Short exercise 1: Reproduce the entire UML model evaluation agenda below word for word.

Text section:

□ □ □ □ □ □ □

Agenda

Goal

Learn how to evaluate, validate, verify, and test UML models using structured techniques and common tools.

General evaluation principles

• Why evaluate UML models?
  
• Model quality criteria
  
• Static evaluation techniques
  
• UML conformance checking

Tools

• Model simulation & execution tools
  
• Testing scenarios and behavioral models

Why Evaluate UML Models?

• Models are abstractions → may be ambiguous or incomplete
• Early detection of design problems reduces cost
• Ensures consistency across the system architecture
• Supports automated transformations and code generation

Evaluation dimensions

• Consistency
• Completeness
• Correctness
• Usability
• Maintainability

Evaluation dimensions: Consistency

• Ensures uniform use of notation, naming, and style across all UML diagrams.
  
• Avoids contradictions between different diagram types (e.g., class vs. sequence diagrams).

□ □ □ □ □ □ □

Entries pointing to named objects:

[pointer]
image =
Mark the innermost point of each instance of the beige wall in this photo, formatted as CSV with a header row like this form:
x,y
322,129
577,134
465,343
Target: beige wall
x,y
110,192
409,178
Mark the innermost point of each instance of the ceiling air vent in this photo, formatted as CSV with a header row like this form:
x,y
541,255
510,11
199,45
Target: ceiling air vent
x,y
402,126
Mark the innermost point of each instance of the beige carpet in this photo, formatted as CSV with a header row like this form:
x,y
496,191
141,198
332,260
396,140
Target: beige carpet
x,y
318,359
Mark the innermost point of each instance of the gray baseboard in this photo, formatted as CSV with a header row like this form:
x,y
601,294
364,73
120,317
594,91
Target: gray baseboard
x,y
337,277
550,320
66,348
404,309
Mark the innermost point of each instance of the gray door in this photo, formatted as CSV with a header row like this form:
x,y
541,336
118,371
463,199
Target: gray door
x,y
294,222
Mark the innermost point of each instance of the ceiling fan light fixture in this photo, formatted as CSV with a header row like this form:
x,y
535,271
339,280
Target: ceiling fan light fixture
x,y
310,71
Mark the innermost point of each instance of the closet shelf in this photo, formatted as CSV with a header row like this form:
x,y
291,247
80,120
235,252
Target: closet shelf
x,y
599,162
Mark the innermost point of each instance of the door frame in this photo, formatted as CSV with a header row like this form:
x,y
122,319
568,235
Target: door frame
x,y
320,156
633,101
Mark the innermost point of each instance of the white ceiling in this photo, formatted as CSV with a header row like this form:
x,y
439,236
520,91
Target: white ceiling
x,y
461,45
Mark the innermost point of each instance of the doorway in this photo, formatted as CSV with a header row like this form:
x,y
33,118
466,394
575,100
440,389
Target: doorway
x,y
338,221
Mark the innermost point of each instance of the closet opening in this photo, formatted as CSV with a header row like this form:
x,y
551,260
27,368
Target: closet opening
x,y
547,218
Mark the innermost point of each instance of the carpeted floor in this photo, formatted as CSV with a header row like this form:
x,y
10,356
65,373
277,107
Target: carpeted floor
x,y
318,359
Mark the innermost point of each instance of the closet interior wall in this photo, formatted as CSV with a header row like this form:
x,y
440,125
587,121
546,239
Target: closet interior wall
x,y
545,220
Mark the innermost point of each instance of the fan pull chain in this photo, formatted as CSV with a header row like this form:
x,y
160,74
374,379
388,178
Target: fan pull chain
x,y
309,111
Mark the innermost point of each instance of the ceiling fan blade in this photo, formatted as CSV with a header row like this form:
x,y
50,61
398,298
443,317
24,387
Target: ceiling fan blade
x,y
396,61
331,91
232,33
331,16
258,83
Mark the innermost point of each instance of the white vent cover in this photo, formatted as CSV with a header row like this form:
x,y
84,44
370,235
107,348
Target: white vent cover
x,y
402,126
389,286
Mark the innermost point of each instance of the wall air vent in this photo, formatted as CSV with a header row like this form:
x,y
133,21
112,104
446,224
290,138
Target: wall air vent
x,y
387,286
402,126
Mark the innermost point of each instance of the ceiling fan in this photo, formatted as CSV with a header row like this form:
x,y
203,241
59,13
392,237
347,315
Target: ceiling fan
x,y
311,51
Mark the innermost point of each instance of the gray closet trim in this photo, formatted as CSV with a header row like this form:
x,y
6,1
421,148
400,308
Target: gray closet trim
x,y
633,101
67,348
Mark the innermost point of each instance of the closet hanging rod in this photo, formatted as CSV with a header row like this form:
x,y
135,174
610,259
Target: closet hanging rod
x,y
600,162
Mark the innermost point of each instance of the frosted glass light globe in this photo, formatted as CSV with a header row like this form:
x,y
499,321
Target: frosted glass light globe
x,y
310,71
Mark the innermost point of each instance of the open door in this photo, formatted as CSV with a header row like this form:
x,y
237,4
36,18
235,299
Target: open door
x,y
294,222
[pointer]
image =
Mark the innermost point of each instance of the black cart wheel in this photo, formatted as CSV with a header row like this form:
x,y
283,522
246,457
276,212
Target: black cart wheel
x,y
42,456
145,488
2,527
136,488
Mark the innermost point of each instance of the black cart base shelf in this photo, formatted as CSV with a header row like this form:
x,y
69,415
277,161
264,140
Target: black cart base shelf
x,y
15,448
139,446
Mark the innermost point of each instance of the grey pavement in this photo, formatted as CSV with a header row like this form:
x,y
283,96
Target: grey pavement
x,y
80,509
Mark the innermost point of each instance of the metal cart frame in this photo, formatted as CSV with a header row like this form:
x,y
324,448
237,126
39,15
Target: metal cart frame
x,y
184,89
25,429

□ □ □ □ □ □ □

Short exercise 2: Locate every line in the rows above that contains the word "hanging", and copy each of those lines. Matching is case-sensitive.

Expected output 1:
Agenda

Goal

Learn how to evaluate, validate, verify, and test UML models using structured techniques and common tools.

General evaluation principles

• Why evaluate UML models?
  
• Model quality criteria
  
• Static evaluation techniques
  
• UML conformance checking

Tools

• Model simulation & execution tools
  
• Testing scenarios and behavioral models

Why Evaluate UML Models?

• Models are abstractions → may be ambiguous or incomplete
• Early detection of design problems reduces cost
• Ensures consistency across the system architecture
• Supports automated transformations and code generation

Evaluation dimensions

• Consistency
• Completeness
• Correctness
• Usability
• Maintainability

Evaluation dimensions: Consistency

• Ensures uniform use of notation, naming, and style across all UML diagrams.
  
• Avoids contradictions between different diagram types (e.g., class vs. sequence diagrams).

Expected output 2:
Mark the innermost point of each instance of the closet hanging rod in this photo, formatted as CSV with a header row like this form:
Target: closet hanging rod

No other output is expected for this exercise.